SOURCE RECORDS:
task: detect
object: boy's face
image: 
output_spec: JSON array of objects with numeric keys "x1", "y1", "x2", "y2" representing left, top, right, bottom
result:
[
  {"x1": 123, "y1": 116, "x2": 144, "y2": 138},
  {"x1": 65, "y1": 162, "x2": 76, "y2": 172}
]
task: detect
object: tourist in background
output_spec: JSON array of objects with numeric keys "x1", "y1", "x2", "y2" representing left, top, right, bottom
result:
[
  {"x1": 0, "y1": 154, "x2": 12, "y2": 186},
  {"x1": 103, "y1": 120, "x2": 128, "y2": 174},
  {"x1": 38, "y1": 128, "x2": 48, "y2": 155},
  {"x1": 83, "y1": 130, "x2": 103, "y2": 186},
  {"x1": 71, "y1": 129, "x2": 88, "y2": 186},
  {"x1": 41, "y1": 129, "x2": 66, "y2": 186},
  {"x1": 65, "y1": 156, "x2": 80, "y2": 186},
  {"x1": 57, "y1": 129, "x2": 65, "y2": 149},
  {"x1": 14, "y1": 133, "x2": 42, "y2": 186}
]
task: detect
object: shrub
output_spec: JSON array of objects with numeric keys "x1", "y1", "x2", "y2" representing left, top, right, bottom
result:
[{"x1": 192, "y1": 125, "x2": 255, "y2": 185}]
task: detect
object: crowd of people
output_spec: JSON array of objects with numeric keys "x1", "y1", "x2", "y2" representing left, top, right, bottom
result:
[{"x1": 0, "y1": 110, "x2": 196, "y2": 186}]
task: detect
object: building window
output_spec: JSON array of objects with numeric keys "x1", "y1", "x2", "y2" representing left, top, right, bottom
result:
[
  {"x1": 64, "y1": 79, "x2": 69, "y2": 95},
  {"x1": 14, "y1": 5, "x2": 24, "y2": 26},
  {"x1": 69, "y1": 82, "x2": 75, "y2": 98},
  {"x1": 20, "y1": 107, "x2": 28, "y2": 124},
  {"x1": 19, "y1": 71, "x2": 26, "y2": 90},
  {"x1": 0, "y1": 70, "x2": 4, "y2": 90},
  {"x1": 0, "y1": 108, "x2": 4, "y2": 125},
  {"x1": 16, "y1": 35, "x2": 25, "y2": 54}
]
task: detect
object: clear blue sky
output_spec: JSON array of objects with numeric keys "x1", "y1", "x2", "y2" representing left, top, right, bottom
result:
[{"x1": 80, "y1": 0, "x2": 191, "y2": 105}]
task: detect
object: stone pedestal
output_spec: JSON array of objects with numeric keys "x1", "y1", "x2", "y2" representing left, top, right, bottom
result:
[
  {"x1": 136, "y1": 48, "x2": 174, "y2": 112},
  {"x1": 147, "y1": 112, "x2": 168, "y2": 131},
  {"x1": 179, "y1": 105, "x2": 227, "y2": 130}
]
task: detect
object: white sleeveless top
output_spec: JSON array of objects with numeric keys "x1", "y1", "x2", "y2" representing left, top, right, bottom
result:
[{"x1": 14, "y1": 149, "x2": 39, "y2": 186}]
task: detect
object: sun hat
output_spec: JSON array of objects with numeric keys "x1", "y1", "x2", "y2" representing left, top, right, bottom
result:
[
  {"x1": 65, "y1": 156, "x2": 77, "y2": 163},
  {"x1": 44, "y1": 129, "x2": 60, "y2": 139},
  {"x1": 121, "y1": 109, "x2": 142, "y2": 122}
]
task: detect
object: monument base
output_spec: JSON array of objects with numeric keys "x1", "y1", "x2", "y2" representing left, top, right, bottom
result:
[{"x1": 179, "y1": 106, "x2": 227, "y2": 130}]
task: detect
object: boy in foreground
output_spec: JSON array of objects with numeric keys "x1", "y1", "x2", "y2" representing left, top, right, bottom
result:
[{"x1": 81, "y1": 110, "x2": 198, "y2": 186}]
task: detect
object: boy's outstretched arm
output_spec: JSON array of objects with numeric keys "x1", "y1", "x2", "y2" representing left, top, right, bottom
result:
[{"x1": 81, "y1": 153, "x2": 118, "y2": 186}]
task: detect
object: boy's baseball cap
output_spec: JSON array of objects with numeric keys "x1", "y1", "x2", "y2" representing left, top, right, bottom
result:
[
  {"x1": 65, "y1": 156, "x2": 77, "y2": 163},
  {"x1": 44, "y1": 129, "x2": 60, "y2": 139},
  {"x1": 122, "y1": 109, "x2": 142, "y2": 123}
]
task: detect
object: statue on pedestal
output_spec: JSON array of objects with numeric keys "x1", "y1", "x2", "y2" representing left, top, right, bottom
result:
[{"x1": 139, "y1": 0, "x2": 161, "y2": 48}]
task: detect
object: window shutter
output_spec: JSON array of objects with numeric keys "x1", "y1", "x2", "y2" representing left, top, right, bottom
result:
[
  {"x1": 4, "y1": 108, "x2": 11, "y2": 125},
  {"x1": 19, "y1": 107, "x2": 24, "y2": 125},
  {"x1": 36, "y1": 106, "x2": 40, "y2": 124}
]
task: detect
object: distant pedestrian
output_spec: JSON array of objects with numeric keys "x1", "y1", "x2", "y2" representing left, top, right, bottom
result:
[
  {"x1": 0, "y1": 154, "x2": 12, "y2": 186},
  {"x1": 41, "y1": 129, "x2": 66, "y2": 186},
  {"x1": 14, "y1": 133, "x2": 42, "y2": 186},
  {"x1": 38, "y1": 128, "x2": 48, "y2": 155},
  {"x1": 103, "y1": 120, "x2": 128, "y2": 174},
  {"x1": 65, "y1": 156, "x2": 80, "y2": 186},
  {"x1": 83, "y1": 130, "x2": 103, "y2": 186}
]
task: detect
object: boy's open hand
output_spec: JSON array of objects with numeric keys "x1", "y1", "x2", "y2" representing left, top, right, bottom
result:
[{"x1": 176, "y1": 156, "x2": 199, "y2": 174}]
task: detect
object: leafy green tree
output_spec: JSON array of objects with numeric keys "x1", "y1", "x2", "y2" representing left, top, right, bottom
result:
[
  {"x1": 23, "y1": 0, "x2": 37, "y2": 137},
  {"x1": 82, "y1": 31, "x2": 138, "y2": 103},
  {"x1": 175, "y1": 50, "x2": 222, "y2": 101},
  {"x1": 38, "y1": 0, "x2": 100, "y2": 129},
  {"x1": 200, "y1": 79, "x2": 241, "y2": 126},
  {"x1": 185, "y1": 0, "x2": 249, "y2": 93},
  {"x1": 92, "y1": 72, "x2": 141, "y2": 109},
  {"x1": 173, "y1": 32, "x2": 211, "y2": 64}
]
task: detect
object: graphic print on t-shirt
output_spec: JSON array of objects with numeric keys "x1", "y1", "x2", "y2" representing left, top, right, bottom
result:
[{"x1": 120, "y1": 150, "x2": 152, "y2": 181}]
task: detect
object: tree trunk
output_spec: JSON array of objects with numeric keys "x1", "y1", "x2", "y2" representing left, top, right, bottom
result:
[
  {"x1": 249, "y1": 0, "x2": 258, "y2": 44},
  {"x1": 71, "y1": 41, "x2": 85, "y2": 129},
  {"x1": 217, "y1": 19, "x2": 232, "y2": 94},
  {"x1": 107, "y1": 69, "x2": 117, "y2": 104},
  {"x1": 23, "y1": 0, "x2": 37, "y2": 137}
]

WHAT IS NEEDED:
List each line of the material above that contains the word "pedestal". Case counts.

OUTPUT OF THE EXERCISE:
object: stone pedestal
object: statue on pedestal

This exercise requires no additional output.